### Written exercise
Starting at the line that contains "Thank you for the photo. Could you pin the smiling", copy each line through the final one exactly as written.

### Excerpted data
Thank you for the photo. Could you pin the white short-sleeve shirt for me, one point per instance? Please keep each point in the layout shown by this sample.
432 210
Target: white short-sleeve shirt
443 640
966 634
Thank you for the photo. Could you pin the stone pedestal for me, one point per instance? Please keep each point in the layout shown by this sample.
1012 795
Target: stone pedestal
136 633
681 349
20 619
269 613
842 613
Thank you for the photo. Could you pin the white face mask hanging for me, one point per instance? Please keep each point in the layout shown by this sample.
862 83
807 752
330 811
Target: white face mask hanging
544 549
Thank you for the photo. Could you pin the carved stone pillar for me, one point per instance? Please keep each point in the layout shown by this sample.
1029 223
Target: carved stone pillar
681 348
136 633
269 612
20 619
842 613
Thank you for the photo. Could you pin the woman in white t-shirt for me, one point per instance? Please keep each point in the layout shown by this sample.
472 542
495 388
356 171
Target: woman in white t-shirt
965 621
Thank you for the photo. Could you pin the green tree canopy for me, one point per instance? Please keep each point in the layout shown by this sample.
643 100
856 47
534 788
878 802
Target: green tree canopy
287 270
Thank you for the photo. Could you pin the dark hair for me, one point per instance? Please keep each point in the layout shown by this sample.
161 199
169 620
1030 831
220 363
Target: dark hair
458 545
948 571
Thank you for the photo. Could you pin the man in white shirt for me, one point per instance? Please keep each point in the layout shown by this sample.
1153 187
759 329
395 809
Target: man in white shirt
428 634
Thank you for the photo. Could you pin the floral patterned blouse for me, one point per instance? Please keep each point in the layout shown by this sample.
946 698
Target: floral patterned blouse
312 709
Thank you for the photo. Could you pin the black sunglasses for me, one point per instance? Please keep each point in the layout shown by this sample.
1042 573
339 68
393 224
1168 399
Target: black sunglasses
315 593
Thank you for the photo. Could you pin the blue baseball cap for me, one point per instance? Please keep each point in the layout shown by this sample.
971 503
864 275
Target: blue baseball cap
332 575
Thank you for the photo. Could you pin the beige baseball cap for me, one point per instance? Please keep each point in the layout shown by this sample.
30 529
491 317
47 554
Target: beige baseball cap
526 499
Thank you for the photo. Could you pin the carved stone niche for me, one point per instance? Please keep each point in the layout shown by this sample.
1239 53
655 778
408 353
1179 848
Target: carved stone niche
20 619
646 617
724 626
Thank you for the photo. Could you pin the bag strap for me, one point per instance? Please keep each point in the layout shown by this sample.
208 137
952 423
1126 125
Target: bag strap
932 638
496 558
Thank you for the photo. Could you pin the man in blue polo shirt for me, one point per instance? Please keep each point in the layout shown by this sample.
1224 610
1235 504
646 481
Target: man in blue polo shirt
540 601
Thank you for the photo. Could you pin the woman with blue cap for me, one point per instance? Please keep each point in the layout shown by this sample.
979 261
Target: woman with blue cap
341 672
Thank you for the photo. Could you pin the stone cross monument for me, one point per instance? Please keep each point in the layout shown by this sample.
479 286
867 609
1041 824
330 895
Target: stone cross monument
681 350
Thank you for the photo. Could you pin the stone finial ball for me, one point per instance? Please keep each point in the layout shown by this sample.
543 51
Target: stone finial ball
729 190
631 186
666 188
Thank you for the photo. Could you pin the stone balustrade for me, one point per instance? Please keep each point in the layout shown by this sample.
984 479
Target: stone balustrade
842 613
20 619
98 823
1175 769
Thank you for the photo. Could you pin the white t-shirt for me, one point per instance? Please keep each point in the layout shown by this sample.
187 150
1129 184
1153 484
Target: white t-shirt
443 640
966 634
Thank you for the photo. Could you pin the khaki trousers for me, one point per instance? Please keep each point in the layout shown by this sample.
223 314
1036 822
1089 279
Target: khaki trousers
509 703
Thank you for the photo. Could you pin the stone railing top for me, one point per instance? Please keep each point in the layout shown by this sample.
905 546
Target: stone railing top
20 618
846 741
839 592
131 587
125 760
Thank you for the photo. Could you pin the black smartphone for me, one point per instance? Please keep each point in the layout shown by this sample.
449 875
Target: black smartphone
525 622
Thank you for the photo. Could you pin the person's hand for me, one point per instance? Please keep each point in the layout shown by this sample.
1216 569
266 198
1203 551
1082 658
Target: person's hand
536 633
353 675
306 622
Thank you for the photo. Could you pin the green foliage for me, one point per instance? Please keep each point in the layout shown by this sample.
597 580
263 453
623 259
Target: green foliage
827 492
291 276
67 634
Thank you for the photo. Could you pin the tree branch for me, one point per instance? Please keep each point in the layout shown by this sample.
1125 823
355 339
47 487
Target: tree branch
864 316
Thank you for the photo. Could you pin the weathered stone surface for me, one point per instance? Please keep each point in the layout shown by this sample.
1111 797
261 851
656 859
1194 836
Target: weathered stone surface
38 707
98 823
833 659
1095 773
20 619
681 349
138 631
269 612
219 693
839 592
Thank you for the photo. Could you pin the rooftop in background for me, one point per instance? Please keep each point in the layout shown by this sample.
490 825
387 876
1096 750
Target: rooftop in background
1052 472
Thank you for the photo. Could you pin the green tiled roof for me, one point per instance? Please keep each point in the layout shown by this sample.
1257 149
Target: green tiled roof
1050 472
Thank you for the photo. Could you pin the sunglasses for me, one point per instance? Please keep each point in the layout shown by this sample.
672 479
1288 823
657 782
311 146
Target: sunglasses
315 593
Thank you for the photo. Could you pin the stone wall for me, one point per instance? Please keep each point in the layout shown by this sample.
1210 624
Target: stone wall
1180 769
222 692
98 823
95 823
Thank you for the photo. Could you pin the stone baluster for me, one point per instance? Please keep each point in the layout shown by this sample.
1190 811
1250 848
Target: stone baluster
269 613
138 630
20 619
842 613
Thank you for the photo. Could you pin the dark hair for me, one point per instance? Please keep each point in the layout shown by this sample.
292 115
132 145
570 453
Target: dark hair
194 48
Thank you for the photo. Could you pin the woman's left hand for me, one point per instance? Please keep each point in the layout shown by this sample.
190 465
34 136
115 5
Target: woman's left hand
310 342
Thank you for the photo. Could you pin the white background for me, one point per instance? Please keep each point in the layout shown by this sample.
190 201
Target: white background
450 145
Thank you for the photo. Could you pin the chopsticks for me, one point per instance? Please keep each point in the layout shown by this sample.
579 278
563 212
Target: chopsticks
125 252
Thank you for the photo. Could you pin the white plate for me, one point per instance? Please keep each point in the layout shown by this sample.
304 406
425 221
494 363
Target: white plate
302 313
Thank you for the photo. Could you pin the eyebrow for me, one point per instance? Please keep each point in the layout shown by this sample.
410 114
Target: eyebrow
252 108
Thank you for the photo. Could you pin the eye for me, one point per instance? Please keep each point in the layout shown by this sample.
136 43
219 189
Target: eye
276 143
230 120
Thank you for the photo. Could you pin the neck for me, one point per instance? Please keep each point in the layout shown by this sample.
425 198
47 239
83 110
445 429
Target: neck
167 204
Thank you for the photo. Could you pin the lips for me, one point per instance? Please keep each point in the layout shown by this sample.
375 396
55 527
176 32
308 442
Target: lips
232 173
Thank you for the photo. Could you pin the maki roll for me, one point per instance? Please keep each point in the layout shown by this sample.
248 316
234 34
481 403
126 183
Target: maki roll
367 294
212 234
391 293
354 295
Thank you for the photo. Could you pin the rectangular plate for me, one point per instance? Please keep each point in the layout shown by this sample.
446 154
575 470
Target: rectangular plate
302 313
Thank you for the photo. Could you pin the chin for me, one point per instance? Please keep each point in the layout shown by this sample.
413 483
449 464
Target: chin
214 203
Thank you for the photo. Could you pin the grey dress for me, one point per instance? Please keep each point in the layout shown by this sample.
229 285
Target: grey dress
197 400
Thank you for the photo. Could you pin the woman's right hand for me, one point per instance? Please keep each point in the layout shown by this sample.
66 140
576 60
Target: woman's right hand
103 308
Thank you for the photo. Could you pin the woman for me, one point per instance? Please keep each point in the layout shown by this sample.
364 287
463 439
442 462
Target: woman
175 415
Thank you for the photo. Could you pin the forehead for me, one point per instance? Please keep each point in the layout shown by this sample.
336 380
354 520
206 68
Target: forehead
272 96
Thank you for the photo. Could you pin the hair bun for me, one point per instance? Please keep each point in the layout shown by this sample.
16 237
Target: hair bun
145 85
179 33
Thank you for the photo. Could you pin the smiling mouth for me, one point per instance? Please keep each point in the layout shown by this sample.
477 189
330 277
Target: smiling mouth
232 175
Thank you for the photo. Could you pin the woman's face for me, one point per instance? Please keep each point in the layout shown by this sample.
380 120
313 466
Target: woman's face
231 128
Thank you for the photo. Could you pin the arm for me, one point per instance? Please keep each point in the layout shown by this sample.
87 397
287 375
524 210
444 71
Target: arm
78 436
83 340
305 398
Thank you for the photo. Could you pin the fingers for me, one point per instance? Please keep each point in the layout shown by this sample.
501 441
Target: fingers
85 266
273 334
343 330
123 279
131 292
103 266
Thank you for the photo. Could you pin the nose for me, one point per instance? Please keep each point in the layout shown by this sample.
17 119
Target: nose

### Result for this exercise
Thank you for the photo. Could you pin the smiling mouth for me, one point per instance? Please keep each point in the layout shown by this sample.
477 189
330 277
Target: smiling mouth
232 175
Thank you for the photo. Could you pin the woman's face for me, one point per instance? Please keep each point in the layout shown by this sample.
380 120
313 466
Target: woman's face
231 128
Thank you for the photo. Could you pin the arm for me, one point per instance? Please keep each point in the layout shown by this sample.
87 397
287 375
524 210
444 71
Target: arm
78 436
83 340
305 398
Thank you for the photo. Could you pin the fingers for me, one point per instance? Please keep each point in the layout shown by this sample.
501 441
Target: fingers
85 266
273 334
343 330
123 279
131 292
103 266
Thank you for the photo. Could you pin the nose for me, one point per instance? Please keep each point in the layout shown by this sample.
17 119
Target: nose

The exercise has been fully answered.